| EXTRACTO DE PÁGINA |

<<<<

Ni siquiera con ocasión de la reciente crisis (2007 en adelante) la ha
recobrado.
La diferencia
clave con el marxismo clásico estriba en entender el capitalismo no solo como
un sistema socioeconómico, sino también cultural. En su expansión planetaria
este sistema ha aniquilado las tradiciones culturales de todos los países que
ha dominado; ha producido un auténtico genocidio cultural y epistémico. En las
décadas recientes los pueblos, ahora independizados, han recuperado algunas de
esas raíces ancestrales que les definen, de modo que a la cultura europea o
anglosajona hegemónica se le contraponen tradiciones de pensamiento de otro
origen que ponen en cuestión su universalidad. Pero además reivindican el papel
como agentes históricos de las poblaciones colonizadas, sus luchas y
resistencias, cosa que la tradición marxista no fue capaz de valorar. Son
críticos a la vez con el neoliberalismo y con las tradiciones de la izquierda
europea, entre ellas el marxismo.

>>>>

| DATOS MOSTRADOS |
<<<<

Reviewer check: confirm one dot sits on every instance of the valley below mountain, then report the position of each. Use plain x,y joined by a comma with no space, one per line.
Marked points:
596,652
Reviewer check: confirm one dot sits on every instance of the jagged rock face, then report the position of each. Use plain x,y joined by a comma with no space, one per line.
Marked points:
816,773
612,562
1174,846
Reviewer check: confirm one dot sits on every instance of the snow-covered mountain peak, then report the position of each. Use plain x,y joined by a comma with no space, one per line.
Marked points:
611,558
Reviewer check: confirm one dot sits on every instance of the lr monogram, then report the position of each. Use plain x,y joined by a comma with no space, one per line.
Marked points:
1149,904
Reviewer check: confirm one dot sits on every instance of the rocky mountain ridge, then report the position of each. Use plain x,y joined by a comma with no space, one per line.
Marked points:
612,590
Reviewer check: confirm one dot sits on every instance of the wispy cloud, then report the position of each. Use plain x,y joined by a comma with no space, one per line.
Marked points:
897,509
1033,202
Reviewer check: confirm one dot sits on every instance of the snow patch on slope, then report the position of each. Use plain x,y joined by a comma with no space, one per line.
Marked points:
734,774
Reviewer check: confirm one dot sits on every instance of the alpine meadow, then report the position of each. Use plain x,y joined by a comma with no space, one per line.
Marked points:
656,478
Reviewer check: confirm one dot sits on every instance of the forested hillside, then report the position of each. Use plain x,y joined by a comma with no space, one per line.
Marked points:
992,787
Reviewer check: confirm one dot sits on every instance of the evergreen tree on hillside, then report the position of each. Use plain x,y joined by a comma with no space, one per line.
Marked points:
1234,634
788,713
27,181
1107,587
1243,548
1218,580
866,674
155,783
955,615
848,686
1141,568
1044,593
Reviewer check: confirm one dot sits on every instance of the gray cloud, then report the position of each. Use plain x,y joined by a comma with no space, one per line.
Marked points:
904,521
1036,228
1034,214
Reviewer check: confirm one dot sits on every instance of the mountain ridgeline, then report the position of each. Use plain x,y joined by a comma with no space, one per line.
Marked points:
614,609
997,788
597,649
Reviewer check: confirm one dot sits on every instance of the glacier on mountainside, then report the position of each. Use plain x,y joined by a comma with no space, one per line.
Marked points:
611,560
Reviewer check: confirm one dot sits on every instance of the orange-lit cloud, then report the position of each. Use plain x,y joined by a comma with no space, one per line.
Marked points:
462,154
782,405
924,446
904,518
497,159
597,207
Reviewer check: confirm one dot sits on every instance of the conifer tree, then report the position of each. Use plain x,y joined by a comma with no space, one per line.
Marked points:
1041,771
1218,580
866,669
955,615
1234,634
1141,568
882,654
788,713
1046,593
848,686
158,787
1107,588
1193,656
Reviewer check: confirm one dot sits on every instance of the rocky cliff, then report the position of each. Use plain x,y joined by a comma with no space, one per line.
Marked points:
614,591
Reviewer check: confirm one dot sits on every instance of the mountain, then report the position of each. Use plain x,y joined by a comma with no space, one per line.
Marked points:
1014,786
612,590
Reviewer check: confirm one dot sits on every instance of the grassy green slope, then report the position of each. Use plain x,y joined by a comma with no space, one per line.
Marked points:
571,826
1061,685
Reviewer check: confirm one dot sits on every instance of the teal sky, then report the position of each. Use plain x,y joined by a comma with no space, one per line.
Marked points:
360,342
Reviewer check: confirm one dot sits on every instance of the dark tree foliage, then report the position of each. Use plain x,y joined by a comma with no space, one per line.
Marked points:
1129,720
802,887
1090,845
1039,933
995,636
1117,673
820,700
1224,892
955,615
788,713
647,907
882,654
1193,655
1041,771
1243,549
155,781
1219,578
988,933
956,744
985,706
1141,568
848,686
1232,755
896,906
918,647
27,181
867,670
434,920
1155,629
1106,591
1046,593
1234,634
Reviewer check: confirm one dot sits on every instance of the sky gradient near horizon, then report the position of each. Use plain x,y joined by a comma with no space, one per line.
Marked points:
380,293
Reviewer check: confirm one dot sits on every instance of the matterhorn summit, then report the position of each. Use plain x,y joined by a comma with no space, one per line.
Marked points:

>>>>

| OBJETIVO DEL EJERCICIO |
Escribe sin cambios todo lo que va desde "La diferencia" hasta "ellas el marxismo." en el fragmento sobre el capitalismo. Los ítems provienen de otra fuente.

| SOLUCIÓN DEL EJERCICIO |
La diferencia
clave con el marxismo clásico estriba en entender el capitalismo no solo como
un sistema socioeconómico, sino también cultural. En su expansión planetaria
este sistema ha aniquilado las tradiciones culturales de todos los países que
ha dominado; ha producido un auténtico genocidio cultural y epistémico. En las
décadas recientes los pueblos, ahora independizados, han recuperado algunas de
esas raíces ancestrales que les definen, de modo que a la cultura europea o
anglosajona hegemónica se le contraponen tradiciones de pensamiento de otro
origen que ponen en cuestión su universalidad. Pero además reivindican el papel
como agentes históricos de las poblaciones colonizadas, sus luchas y
resistencias, cosa que la tradición marxista no fue capaz de valorar. Son
críticos a la vez con el neoliberalismo y con las tradiciones de la izquierda
europea, entre ellas el marxismo.